→ EXPLORE THE MATERIAL:
a: From the essay below on American conservatives and great power competition, extract the passage that starts at "The really bad" and ends at "away from tables.", word for word.
b: Extend the essay below on American conservatives and great power competition, picking up after its final sentence.

→ PASSAGE TO READ:
The doubt between us will remain — but there is no option but standing together. The doubt between us will remain — until we, the United States, bring new steel to the equation. Until we help define again what the joint benefit of our alliances is, and rekindle the system of trust required for collective defense and shared values to be powerful. Until we rebuild some core consensus at home that this is important and necessary work.
The really bad news for American conservatives is that many of the niche topics they have chosen to be the framing of their domestic identity battles will be key venues in which America will face off against other great powers in the coming decades. It’s not just that conservatives are on the wrong side, but they haven’t even given themselves a seat at the table — a phenomenon witnessed again and again as the Trump administration walked away from tables.
For example, it doesn’t really matter if American conservatives believe in climate change: global leadership on solutions and offsets to climate crises will be a key arena where China will strive to persuade that their model of wealth without freedom, of centralized control, can more efficiently address significant challenges at scale than democracies can. It will be a key arena where they teach other aspiring autocrats to use crisis response as a framing for how to deny freedom to their people and maintain control. It will be a key area where they continue to seduce billionaires and lull progressives and greens into believing that there is a moral case to make on climate leadership that is enough to warrant a blind eye toward their war against ethnic Uighurs, plus other religious and ethnic minorities, and the data-driven oppression of all their people. We must be at this table — standing with our democratic allies, representing the kinds of American industry and innovation that thrive in tackling this domain — if we want to be anywhere. Likewise, key aspects of competition for the thawing Arctic — on which Russia and China are laser-focused to gain access to a next generation of strategic resources, wealth, and mobility — will play out in part at this same table.
It doesn’t matter if American conservatives believe in COVID-19 or vaccines: “vaccine diplomacy” is an incredibly simple area in which our presence will expand clout and credibility in the world — particularly in cooperation with allies like Canada and the EU — and one where Russia and China are eagerly outpacing us. This is an easy space in which to build goodwill, and a silly place in which to lose influence. And I think 2020 has shown why an organized concept of global health security — the ability to monitor and respond to emergent pathogenic threats before they show up on our shores — is something we would want to re-invest in.
In countless other ways, American conservatives have latched on to the talking point of great power competition while kneecapping their ability to compete, or to sell that competition to their base— the same Gadsdenization of power abroad that the party has wrought on itself at home. The mob attacking the Capitol didn’t just loathe Democrats — they were out to get Republicans too. This is not a shocking endstate for a political party that fomented a base around the idea that government is never going to do anything meaningful for you.
President-elect Biden has been clear in articulating his top-line foreign policy priorities, and the views of the team he’s tapped to lead these portfolios are reasonably well-established. The broad parameters of this are positive, especially a focus on alliances and attention to the ambitions and machinations of great power competitors in different theaters. That we can aspire to have a “foreign policy for the middle class” is a true and necessary sales point for the American audience — but leadership in a values-based world with a generational time horizon will come into conflict with immediate household interests, and navigating this tension will be critical. Weird new-century equivalency and isolationism find loud advocates in both political factions in America — extremes that increasingly align in media and argumentation, with significant investment going toward think tanks and others who will argue the case. And those seeking to reap the benefit of the Trump cult will compete to echo his sentiments and postures on these issues, which his followers are deeply cultured to believe.

→ Referring expression data:

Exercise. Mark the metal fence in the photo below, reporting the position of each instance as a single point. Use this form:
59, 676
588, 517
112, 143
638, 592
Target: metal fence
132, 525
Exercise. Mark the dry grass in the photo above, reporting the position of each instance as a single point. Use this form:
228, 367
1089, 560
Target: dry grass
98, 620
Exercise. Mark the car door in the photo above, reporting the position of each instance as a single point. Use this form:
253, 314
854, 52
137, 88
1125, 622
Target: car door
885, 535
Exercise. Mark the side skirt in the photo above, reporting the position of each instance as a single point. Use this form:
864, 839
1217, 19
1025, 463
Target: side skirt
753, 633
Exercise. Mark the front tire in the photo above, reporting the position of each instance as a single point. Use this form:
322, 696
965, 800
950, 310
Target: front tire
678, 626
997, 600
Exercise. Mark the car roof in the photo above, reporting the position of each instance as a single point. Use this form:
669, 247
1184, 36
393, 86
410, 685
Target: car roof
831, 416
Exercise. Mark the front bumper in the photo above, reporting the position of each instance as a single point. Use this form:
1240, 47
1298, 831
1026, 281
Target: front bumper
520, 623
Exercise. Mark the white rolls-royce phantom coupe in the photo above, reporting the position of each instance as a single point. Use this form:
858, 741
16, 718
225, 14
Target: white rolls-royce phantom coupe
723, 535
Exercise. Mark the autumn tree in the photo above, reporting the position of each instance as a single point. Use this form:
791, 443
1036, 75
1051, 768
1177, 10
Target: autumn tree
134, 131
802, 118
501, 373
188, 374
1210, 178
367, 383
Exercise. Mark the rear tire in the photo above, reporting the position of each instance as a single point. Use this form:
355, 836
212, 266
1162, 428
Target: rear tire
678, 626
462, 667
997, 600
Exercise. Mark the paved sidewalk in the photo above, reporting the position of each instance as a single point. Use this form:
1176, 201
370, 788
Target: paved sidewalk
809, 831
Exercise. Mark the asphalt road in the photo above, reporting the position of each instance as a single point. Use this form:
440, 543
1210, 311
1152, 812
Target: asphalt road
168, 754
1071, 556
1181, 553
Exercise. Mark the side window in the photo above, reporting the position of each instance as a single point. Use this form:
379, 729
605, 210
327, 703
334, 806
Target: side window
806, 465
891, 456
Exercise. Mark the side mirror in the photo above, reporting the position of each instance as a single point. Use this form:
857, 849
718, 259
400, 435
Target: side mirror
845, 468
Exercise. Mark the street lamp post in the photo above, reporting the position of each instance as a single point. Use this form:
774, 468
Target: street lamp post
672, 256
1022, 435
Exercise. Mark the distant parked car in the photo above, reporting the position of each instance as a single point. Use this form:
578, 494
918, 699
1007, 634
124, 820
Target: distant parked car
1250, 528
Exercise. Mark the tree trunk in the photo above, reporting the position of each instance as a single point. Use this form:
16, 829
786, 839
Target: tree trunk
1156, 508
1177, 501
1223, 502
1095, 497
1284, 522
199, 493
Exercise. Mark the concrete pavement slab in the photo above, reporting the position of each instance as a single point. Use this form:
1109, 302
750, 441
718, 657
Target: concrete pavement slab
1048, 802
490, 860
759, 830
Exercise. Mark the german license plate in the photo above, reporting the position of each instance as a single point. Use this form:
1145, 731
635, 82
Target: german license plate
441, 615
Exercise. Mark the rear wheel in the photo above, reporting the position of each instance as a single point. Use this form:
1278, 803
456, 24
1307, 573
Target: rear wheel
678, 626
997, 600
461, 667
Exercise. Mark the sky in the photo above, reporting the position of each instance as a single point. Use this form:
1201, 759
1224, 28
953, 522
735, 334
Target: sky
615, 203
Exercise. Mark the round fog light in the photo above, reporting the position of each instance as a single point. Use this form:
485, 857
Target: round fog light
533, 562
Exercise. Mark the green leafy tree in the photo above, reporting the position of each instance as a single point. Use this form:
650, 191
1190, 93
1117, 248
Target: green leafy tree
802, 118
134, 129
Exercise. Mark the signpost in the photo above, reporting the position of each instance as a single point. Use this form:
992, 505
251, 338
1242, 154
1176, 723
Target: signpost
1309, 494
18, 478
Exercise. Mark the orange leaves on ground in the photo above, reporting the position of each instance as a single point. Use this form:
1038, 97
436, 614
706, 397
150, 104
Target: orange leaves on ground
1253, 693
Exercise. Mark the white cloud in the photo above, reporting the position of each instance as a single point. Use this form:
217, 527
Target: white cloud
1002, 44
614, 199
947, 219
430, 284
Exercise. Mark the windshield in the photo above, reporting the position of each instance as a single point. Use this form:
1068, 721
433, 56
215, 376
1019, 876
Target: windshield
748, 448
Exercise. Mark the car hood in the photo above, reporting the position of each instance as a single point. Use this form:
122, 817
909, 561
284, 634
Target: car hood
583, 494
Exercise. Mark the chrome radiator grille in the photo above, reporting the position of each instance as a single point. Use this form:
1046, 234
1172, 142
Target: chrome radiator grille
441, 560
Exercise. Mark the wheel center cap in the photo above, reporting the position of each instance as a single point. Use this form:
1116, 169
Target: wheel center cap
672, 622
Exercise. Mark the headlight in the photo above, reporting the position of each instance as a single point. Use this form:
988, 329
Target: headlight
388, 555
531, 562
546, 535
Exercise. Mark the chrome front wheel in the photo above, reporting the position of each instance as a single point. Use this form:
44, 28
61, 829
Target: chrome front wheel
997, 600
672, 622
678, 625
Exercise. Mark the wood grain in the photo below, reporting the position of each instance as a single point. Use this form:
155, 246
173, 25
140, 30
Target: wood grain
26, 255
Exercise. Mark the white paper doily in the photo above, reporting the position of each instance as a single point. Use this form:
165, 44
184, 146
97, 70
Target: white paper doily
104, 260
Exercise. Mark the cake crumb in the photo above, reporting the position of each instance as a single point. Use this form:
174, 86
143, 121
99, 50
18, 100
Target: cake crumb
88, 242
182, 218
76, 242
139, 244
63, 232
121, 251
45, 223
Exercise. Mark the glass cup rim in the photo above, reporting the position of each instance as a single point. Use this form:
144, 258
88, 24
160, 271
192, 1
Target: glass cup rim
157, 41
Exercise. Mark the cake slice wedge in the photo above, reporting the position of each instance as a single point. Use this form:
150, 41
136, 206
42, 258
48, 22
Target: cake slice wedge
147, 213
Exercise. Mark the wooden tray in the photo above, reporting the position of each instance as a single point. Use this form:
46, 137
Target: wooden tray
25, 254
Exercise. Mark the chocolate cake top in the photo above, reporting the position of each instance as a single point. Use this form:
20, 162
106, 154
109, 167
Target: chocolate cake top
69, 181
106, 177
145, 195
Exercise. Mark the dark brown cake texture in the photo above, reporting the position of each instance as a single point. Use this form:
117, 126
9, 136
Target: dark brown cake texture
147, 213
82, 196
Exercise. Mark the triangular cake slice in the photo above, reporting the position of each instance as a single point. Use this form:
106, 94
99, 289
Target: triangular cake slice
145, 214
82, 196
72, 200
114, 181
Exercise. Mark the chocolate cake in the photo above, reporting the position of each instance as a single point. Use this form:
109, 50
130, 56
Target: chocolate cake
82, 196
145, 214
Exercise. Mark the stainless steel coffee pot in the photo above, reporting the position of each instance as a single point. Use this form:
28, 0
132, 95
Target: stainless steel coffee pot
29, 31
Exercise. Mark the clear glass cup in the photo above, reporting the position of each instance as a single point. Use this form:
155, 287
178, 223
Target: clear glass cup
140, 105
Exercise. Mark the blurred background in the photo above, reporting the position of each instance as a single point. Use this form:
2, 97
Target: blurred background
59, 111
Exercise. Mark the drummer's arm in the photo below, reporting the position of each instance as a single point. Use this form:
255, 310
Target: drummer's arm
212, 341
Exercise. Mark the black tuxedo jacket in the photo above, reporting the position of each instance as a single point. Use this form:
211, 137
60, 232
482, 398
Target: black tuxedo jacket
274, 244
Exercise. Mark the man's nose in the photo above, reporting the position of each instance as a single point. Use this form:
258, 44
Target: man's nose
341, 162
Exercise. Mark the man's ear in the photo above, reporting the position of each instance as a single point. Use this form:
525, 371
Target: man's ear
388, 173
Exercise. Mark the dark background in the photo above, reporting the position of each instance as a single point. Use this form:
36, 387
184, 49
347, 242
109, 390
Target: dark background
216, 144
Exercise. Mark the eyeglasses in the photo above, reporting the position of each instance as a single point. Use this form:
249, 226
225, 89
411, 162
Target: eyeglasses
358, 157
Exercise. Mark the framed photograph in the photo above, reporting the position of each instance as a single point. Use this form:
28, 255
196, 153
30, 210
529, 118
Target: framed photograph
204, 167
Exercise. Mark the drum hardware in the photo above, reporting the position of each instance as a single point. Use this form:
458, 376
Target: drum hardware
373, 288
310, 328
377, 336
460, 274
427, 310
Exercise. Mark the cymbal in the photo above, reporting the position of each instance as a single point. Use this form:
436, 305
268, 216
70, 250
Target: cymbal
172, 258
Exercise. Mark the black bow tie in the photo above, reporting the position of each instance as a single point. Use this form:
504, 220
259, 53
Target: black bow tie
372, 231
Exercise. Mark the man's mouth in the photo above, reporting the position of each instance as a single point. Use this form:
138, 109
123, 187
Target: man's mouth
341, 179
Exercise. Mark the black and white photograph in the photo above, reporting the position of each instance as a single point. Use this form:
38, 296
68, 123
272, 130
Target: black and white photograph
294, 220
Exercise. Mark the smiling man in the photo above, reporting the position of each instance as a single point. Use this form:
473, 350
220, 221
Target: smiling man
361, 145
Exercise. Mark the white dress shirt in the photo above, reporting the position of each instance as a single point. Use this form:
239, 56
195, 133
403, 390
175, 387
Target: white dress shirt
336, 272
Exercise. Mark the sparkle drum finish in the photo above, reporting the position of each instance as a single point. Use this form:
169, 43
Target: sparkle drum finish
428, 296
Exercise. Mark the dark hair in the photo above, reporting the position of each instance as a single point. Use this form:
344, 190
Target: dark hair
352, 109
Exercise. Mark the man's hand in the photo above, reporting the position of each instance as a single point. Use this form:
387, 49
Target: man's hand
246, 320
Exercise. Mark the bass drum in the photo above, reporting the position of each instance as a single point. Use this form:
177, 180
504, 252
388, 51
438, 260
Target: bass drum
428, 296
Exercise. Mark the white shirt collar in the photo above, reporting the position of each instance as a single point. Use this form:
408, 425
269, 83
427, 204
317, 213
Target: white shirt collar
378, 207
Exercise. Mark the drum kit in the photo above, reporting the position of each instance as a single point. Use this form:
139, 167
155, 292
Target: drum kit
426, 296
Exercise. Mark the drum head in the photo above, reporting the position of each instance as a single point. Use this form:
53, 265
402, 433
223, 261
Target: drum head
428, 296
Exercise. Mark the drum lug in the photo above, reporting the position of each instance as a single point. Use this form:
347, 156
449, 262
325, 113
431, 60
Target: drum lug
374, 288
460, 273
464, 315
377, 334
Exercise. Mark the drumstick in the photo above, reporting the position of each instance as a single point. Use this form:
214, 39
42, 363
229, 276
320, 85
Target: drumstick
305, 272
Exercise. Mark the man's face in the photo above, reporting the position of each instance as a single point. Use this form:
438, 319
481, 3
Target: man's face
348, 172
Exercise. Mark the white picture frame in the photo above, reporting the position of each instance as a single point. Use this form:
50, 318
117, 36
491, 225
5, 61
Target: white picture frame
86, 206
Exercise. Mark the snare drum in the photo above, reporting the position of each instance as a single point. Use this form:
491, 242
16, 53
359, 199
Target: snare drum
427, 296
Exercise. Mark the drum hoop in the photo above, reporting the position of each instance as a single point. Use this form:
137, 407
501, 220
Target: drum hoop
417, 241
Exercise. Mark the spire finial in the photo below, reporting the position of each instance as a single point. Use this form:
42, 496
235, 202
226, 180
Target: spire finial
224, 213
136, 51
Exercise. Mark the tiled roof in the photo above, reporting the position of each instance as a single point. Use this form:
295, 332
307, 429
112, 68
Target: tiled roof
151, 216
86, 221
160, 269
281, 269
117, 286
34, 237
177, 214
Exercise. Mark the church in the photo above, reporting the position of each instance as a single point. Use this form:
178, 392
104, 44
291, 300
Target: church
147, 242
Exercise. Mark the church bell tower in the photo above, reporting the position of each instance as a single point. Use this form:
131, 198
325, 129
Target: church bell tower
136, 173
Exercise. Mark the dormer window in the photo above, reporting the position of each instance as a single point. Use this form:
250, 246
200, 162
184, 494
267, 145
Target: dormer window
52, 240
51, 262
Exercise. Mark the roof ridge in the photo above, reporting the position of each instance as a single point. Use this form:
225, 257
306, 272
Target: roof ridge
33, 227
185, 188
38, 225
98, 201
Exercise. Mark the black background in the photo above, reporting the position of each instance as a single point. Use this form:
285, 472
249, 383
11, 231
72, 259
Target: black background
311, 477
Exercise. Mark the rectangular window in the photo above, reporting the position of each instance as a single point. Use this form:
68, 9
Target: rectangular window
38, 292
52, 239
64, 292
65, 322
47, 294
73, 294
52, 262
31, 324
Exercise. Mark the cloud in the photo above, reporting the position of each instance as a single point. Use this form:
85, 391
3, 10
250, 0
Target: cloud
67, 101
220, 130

→ RESPONSES BY ITEM NUMBER:
a:
The really bad news for American conservatives is that many of the niche topics they have chosen to be the framing of their domestic identity battles will be key venues in which America will face off against other great powers in the coming decades. It’s not just that conservatives are on the wrong side, but they haven’t even given themselves a seat at the table — a phenomenon witnessed again and again as the Trump administration walked away from tables.

b:
Biden knows what he stands for in this lane, but he will have to hold fast and be adaptive. There cannot be another “reset” with an adversary that has used such opportunities only to weaponize our goodwill against us while they buy time for a next attack. This is a time to think creatively about our own influence and assessment capabilities, and how we can better deter and respond to below-threshold, grey zone threats. To do that best we need more, and not less, assets and possibilities on the board.
A simple framing to move ahead
The Russian attack on our elections, on our populace, exposed a lot of seams. The irregular Trump presidency exposed more. So did the pandemic. From all of this fracture emerges a clear framing of a strategic approach for the United States that unifies a foreign and domestic strategy of mobilization towards 21st century resilience and defense. And I think this is the key factor: the mobilization of resources and talent.
Just as Russia slunk home after the August War, had a come-to-Jesus with itself about how it mostly went sideways, and then planned for how to close those gaps — we need to have a much-delayed after-action assessment about why we are so vulnerable to influence campaigns and below-threshold threats at home, and why we in turn aren’t so great in deploying or countering them abroad, and then make detailed plans to close all these gaps.
At home, we lack resilience — in any measure of that word — as we drown in cynicism and doubt and division and perceptions that are not fully aligned with reality. We’ve lost our sense of ourselves, of our connection to each other, of a shared belief in any common project. The Russian attack and the pandemic in particular have exposed this failure of resilience, which we witnessed in so many instances of institutional fragility, a total lack of mobilization capacity — no framework that oriented American skills, volunteerism, or ingenuity toward solving any of the problems we suddenly faced. This was inexcusable, and it softened the ground for the intense backlash that became a pathway to denying election results.
So what do we do? There are a hundred things that need to be done, but there are two that are essential for the new administration at home.
First, the government has a duty to evaluate malign foreign influence campaigns targeting Americans, American business, and American institutions, and communicate clearly to the public and to those being targeted what this looks like and what these campaigns aim to achieve. This must be done by nonpartisan entities that can speak with the authority of the government. An Office of Influence, or something akin.
One area where this is absolutely critical is informing the public and media organizations about the narratives and information campaigns being wielded by malign actors to sway American perception. We saw some initial signs of progress with this from CISA during this past election, but building trust in such institutions — and knowing how to understand what they communicate — takes time. This is an absolutely vital need that goes far beyond election interference: simply put, knowing more about how our adversaries seek to manipulate us can help us take a breath and less reflexively engage information in ways that further accelerate division for no purpose. Maybe if we all better understand how adversaries work to divide us, weaken us, then we will be less inclined to use these techniques against each other — or else held more accountable if we do.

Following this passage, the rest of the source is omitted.